:: Article

Chimamanda Ngozi Adichie grew up in Nigeria. Her work has been translated into thirty languages and has appeared in various publications, including The O. Henry Prize Stories, 2003; The New Yorker; Granta; the Financial Times; and Zoetrope. Her most recent novel, Half of a Yellow Sun, won the Orange Broadband Prize and was a finalist for the National Book Critics Circle Award; it was a New York Times Notable Book and a People and Black Issues Book Review Best Book of the Year. Her first novel, Purple Hibiscus, won the Commonwealth Writers’ Prize and the Hurston/Wright Legacy Award. A recipient of a 2008 MacArthur Foundation Fellowship, she divides her time between the United States and Nigeria.

::::
:: Extracted entries

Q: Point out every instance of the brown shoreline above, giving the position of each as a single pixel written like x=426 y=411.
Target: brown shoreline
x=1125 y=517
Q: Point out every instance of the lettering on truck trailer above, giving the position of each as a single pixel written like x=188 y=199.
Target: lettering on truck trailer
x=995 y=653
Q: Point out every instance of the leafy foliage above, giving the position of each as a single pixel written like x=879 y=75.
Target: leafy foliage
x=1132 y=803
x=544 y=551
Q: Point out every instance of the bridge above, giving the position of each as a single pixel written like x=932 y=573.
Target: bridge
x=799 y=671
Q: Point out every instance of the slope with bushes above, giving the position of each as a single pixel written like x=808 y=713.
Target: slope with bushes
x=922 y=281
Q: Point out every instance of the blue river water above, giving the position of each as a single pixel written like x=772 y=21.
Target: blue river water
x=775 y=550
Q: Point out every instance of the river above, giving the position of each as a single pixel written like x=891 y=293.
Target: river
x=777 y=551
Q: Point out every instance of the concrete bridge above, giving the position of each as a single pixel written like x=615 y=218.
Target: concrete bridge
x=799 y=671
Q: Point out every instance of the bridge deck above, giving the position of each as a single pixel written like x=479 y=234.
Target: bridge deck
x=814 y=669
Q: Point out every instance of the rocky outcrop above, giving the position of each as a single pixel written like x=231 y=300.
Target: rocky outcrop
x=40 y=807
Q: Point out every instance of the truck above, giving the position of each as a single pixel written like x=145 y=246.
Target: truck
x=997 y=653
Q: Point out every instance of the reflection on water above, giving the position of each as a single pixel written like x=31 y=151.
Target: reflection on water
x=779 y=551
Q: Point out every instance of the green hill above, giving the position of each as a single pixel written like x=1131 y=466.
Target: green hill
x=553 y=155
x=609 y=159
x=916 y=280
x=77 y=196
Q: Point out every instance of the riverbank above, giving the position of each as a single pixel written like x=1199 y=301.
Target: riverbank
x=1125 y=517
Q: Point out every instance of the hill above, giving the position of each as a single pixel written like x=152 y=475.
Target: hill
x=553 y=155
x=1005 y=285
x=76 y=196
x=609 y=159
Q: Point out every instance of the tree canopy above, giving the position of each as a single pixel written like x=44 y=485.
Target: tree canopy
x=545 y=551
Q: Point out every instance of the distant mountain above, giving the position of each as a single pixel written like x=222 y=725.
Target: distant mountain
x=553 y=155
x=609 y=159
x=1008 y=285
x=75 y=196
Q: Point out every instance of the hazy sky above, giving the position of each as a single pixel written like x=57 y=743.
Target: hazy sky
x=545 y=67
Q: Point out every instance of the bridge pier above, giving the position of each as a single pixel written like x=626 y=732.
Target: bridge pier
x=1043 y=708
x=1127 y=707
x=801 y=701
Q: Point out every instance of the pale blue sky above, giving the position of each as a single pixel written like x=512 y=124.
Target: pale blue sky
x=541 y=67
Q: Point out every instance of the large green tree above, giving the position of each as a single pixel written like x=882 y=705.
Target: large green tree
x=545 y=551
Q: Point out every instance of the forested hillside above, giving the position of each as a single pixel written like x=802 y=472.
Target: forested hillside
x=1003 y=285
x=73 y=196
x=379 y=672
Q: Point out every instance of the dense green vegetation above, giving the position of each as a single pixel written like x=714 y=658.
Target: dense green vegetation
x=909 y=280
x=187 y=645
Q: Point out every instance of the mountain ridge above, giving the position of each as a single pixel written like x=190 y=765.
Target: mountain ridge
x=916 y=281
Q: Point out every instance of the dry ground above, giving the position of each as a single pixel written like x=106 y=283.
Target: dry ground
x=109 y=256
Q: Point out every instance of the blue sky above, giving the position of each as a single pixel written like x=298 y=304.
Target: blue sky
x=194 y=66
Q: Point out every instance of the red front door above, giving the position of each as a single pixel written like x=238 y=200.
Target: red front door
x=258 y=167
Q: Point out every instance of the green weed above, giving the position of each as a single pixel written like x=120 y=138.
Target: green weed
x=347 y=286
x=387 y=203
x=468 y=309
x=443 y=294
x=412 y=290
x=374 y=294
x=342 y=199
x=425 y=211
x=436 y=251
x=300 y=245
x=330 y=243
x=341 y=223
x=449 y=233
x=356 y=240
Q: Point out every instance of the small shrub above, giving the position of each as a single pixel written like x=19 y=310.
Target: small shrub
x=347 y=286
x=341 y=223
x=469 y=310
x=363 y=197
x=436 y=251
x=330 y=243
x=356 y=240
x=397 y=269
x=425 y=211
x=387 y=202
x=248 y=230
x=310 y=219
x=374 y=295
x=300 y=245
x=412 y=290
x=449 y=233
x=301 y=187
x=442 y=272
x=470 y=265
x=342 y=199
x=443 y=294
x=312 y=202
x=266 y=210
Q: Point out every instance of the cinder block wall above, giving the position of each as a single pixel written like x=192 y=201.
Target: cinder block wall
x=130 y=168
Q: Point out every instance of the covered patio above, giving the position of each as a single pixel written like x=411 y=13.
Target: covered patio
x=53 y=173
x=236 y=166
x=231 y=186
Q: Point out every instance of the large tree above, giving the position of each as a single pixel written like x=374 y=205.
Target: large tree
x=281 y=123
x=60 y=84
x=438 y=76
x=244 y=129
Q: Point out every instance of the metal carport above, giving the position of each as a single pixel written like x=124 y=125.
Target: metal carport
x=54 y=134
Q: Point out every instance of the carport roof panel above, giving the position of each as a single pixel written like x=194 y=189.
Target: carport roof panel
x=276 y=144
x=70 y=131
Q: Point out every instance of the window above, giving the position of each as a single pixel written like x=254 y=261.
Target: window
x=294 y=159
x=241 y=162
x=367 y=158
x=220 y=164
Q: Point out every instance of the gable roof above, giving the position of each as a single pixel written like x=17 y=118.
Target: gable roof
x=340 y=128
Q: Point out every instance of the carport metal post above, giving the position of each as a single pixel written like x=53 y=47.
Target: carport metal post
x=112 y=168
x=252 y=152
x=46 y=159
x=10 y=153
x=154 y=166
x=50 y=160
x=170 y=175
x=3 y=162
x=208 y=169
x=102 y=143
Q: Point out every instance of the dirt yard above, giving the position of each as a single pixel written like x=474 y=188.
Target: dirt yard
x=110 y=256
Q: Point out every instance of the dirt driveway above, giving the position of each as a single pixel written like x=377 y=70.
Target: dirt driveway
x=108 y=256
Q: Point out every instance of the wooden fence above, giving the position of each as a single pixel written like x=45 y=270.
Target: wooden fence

::::

§ Problems:
**1)** Summarize the biography of Chimamanda Ngozi Adichie in two sentences.
**2)** Please answer these questions from the Adichie biography:
(a) Into how many languages has her work been translated?
(b) Besides the Hurston/Wright Legacy Award, which prize did Purple Hibiscus win?
(c) In what year did she receive a MacArthur Foundation Fellowship?

§ Solutions to the problems:
**1)** Chimamanda Ngozi Adichie grew up in Nigeria, divides her time between the United States and Nigeria, and received a 2008 MacArthur Foundation Fellowship. Her work has been translated into thirty languages and published in outlets such as The New Yorker and Granta, and her novels have won the Commonwealth Writers' Prize and the Hurston/Wright Legacy Award (Purple Hibiscus) and the Orange Broadband Prize (Half of a Yellow Sun).

**2)**
(a) Thirty
(b) The Commonwealth Writers' Prize
(c) 2008